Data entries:
___
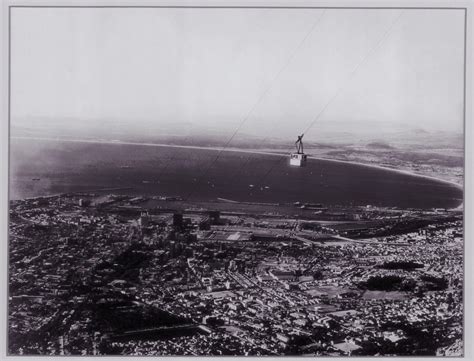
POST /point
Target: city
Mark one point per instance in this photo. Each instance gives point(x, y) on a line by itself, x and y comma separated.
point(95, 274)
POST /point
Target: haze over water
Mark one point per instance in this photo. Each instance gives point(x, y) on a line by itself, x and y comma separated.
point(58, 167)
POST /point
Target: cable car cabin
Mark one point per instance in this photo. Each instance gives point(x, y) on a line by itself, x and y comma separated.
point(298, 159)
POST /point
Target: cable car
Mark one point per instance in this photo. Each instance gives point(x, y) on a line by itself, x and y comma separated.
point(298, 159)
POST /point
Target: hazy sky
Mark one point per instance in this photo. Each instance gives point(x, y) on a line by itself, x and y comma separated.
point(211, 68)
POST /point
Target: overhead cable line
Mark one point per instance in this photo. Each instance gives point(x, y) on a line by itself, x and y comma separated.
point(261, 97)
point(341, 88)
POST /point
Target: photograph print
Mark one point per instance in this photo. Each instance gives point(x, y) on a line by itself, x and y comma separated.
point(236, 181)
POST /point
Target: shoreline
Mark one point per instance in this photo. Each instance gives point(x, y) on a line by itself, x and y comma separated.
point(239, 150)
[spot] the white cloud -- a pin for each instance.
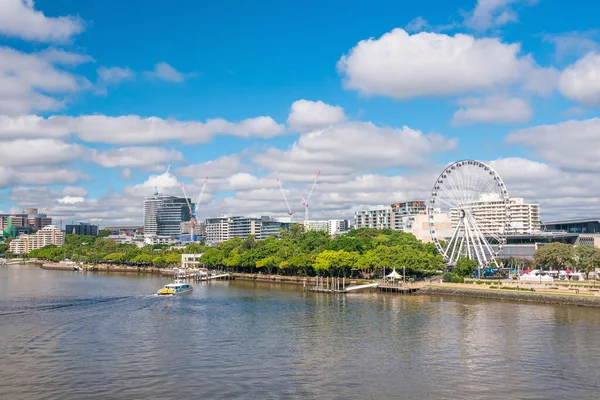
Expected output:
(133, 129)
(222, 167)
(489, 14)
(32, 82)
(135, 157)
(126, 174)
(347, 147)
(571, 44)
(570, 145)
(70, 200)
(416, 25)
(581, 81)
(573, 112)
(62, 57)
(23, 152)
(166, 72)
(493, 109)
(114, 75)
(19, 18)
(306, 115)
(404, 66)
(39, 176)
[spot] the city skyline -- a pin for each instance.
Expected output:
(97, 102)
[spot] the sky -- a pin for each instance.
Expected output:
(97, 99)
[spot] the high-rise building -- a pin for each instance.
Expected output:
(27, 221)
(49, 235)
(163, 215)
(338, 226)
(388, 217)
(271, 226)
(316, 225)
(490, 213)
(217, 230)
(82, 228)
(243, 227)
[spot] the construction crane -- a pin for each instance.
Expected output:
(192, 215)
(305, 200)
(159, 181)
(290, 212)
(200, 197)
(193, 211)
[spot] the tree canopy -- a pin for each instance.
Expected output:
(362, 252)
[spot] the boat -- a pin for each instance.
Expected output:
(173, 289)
___
Task brief: From the records, determine the number of lines holding the word "Target", and state that number only.

Reply to the task: 8